**Passage**
>>>
Friday, October 30, 2015


Three weeks ago, I called our doctor's office to set up an appointment for our annual flu vaccinations. My husband already got his because he's heading to Haiti next month and it was included in his myriad of travel vaccines. Side note: I've asked him to bring me home at least one child from a Haitian orphanage. I even asked him if he could maybe take Matthew's passport and find a kid who resembled him.

That's what this has come to. International crime. (I might need help.)

I specifically wanted the mist because it supposedly works a whole lot better. I'm working A LOT (for a stay-at-home mom anyway) during the next four months and we need to keep the flu out of our house. I was assured that the mist would be available and so, yesterday, we trekked to the office.

And wouldn't you know it, there's a nationwide shortage of the mist and our office will probably not be seeing anymore of it this season and only the injection was available. That's fine. We're not needle babies or anything. It's just that I'd all but sworn that we were getting the mist and I don't like to bait and switch my kids like that.

"So, that's frustrating," I informed the receptionist as my nine-year-old made the mental switch from liquid up the nose to needle in the arm. He wasn't speaking to me. The six-year-old looked me straight in the eye and exclaimed, "Oh good! The mist tickles my nose anyway."
<<<
**The data**
>>>
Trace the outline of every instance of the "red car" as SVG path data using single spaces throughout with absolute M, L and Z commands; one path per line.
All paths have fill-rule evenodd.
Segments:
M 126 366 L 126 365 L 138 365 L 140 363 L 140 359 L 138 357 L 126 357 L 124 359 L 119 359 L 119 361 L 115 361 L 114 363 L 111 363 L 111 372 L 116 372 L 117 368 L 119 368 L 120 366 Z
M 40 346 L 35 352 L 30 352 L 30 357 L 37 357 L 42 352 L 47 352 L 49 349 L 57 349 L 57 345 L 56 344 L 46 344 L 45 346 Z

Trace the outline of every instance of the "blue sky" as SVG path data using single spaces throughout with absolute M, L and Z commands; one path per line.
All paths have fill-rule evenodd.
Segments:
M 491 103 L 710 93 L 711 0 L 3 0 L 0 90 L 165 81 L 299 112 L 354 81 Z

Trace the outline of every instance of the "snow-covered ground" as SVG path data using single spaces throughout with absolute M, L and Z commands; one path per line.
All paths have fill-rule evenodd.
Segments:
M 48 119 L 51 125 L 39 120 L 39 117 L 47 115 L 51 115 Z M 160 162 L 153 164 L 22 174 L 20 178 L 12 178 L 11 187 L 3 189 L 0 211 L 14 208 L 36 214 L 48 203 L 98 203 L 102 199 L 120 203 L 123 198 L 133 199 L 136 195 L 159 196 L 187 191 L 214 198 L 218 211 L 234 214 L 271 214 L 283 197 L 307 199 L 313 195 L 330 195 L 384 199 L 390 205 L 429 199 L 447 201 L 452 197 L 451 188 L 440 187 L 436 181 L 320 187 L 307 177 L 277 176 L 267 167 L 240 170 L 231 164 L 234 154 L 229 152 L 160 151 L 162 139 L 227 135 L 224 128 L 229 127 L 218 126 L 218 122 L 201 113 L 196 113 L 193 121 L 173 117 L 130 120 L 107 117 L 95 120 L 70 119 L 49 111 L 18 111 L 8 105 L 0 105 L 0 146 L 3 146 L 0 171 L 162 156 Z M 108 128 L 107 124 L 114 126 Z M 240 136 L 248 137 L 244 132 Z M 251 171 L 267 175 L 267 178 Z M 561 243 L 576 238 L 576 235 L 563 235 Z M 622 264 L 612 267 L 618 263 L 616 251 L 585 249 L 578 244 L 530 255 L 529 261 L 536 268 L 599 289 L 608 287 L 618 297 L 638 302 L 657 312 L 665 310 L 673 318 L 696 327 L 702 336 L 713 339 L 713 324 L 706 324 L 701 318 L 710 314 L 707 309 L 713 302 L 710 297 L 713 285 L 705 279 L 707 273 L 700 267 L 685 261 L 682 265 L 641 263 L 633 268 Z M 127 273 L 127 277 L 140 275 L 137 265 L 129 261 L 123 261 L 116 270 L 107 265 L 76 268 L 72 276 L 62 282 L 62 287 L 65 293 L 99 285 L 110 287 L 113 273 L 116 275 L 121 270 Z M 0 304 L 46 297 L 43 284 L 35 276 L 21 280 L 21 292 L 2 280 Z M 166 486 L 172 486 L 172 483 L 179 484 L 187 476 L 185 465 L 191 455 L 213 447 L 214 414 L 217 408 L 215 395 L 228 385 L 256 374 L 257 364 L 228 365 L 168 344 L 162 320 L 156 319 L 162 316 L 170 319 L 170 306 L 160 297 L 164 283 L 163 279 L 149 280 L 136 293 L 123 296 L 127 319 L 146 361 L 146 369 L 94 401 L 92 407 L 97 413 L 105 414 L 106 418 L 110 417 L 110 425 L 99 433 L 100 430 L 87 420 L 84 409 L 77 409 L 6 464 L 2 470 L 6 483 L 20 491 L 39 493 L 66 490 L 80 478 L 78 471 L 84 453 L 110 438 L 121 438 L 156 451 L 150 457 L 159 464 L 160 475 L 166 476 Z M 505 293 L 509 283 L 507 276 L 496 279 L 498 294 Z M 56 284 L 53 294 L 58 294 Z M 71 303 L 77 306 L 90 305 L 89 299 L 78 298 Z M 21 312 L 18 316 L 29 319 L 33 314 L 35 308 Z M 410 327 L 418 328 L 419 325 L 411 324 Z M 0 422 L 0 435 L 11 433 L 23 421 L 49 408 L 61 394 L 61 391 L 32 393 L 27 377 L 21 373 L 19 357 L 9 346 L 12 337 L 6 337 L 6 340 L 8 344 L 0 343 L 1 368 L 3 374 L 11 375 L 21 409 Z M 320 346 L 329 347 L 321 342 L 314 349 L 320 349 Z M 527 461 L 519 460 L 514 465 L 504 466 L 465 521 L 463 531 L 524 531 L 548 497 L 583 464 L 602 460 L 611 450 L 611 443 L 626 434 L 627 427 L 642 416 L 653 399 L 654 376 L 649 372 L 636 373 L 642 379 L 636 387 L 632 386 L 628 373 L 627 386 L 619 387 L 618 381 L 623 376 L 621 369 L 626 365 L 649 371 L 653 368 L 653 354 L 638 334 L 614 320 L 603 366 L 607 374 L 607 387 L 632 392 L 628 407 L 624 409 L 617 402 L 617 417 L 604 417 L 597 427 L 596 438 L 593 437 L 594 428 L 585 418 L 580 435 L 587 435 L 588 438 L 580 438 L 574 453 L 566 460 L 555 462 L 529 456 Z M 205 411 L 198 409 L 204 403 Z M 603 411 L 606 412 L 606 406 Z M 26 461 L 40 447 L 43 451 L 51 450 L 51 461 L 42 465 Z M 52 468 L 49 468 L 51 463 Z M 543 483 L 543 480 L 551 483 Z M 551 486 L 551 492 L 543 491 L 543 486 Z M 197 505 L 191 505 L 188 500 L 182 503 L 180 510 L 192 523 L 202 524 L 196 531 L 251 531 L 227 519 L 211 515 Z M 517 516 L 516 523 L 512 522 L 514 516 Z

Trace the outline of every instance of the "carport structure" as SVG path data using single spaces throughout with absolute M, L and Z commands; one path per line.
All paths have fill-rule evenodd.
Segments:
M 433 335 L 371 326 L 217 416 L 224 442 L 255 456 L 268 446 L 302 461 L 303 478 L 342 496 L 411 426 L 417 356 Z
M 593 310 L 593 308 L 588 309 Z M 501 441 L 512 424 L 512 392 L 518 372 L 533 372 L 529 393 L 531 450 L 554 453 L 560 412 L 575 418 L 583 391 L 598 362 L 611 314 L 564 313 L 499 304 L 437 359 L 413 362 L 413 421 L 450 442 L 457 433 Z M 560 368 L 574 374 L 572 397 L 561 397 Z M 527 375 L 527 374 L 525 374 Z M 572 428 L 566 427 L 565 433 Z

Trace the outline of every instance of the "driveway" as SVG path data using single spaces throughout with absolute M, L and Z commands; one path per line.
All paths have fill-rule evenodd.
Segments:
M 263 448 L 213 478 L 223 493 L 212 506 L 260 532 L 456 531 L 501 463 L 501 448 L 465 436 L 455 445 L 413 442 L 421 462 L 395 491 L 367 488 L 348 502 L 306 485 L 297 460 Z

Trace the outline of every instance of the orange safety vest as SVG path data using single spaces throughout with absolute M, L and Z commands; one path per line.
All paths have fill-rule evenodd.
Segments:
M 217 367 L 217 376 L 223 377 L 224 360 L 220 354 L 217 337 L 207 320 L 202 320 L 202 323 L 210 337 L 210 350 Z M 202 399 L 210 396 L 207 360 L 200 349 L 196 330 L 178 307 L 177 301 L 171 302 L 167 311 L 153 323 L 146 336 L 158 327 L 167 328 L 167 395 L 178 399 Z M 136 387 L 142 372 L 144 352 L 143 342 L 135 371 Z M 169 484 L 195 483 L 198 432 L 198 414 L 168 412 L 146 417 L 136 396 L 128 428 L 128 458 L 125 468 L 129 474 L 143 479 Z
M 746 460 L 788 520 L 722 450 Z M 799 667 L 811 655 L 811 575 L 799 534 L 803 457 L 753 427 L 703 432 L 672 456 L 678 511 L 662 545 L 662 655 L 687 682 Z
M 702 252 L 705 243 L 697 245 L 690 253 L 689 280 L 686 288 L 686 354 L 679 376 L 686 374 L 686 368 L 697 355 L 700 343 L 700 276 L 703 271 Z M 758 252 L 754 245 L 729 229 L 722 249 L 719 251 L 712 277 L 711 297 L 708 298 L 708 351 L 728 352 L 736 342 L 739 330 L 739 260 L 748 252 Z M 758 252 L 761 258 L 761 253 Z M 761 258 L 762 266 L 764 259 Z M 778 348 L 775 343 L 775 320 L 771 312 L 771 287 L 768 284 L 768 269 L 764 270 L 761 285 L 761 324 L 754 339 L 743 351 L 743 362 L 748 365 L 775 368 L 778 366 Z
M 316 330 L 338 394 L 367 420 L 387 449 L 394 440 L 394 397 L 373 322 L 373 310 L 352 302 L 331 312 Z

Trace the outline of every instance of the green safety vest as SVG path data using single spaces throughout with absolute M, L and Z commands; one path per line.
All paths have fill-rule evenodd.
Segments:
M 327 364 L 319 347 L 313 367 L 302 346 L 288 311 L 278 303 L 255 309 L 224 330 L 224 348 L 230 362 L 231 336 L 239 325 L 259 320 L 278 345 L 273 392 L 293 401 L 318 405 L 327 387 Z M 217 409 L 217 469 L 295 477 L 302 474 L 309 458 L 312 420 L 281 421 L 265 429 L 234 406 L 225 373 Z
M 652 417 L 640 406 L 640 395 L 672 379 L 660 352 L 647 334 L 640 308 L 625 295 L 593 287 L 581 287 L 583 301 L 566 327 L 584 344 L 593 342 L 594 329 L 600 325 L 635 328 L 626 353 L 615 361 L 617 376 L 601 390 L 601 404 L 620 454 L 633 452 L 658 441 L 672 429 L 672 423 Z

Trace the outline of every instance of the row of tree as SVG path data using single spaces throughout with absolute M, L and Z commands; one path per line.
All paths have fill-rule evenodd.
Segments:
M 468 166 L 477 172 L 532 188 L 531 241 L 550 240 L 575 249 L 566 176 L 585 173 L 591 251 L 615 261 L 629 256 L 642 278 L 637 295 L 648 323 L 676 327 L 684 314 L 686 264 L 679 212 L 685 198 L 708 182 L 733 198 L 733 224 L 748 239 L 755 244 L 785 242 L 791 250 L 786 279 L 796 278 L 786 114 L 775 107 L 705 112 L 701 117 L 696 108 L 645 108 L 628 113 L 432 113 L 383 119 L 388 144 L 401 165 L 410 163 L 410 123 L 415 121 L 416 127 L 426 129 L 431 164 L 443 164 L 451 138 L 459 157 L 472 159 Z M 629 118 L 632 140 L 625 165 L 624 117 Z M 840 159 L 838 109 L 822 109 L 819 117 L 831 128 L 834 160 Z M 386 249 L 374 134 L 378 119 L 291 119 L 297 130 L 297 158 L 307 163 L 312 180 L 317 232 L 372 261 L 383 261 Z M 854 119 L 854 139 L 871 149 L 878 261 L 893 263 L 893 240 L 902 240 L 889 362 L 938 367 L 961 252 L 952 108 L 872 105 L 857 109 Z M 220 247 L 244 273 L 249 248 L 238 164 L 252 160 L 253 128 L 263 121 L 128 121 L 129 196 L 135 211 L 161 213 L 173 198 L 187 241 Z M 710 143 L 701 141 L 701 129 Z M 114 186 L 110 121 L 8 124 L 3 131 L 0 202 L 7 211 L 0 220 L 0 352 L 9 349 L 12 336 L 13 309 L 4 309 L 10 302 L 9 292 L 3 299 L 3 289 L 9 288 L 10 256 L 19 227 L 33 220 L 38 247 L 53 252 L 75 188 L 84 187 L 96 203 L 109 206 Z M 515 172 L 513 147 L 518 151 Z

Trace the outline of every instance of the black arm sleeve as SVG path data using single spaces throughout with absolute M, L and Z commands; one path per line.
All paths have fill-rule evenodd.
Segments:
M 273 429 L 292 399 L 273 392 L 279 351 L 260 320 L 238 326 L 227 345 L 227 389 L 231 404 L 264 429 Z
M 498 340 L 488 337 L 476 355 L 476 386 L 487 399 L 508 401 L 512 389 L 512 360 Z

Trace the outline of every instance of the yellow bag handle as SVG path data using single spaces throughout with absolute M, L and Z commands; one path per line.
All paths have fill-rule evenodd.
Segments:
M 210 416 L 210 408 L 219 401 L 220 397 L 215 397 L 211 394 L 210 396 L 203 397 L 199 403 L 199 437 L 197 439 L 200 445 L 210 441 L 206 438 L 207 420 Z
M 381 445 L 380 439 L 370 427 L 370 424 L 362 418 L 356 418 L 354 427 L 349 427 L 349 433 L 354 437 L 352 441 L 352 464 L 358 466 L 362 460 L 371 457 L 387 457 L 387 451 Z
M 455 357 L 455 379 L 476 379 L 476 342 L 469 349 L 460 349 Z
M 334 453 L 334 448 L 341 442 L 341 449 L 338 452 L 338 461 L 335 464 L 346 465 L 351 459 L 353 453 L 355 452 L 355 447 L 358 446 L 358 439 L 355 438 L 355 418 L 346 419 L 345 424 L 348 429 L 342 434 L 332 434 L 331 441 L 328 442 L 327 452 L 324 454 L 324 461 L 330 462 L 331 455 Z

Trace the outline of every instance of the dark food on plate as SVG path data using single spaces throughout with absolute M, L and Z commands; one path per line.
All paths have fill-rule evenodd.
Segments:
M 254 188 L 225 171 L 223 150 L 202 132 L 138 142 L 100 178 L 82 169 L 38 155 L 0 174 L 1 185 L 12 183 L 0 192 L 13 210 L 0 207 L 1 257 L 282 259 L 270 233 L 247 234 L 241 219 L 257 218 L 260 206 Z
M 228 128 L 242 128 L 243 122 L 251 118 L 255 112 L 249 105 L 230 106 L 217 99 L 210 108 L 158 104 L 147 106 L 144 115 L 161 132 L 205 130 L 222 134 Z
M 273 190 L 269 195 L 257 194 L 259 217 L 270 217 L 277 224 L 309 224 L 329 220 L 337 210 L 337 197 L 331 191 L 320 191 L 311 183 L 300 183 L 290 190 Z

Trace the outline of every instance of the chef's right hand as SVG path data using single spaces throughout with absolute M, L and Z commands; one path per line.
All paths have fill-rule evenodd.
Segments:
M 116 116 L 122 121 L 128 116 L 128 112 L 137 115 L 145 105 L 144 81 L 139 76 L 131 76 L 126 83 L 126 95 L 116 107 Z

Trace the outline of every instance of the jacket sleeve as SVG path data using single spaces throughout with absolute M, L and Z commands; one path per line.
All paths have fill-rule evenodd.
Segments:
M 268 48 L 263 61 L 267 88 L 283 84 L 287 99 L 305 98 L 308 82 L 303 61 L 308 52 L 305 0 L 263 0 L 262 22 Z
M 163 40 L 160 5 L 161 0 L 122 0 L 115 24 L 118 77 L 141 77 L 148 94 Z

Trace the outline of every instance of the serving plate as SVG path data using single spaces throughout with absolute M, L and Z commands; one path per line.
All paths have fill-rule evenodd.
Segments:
<<<
**Required tasks**
- a) Reproduce everything in the flu-shot post from "Friday, October 30, 2015" down to "might need help.)", word for word.
- b) Continue the post about the family's flu vaccinations from its final line.

**Responses**
- a)
Friday, October 30, 2015


Three weeks ago, I called our doctor's office to set up an appointment for our annual flu vaccinations. My husband already got his because he's heading to Haiti next month and it was included in his myriad of travel vaccines. Side note: I've asked him to bring me home at least one child from a Haitian orphanage. I even asked him if he could maybe take Matthew's passport and find a kid who resembled him.

That's what this has come to. International crime. (I might need help.)

- b)
Our nurse friend from church came in to say hi and asked if we wanted her to stick us or the other nurse. As it turned out, our friend did mine and Garrett's and the other nurse did Matthew's. The youngest went first and didn't flinch or whine or complain. I went second. Garrett went third. He flared his nostrils slightly and then resumed talking to me.

This morning, Garrett and I woke up with sore arms and Matthew woke up in the best mood of his life. He is NOT a morning person. He never, ever has been. Since the time he was a toddler, I have lamented his teenage years because he ALREADY ACTS LIKE ONE. How much worse will it get? This morning, though, he was so friendly, sweet, and happy. I asked Troy if there was maybe something else in his flu vaccine. A mood altering substance, perhaps?

"What if that really happened?" I asked Troy.

He paused before answering. "Well, I can think of some other people I'd send in for a flu shot."


1 comment:

  1. sounds like the premise of a Robin Cook novel!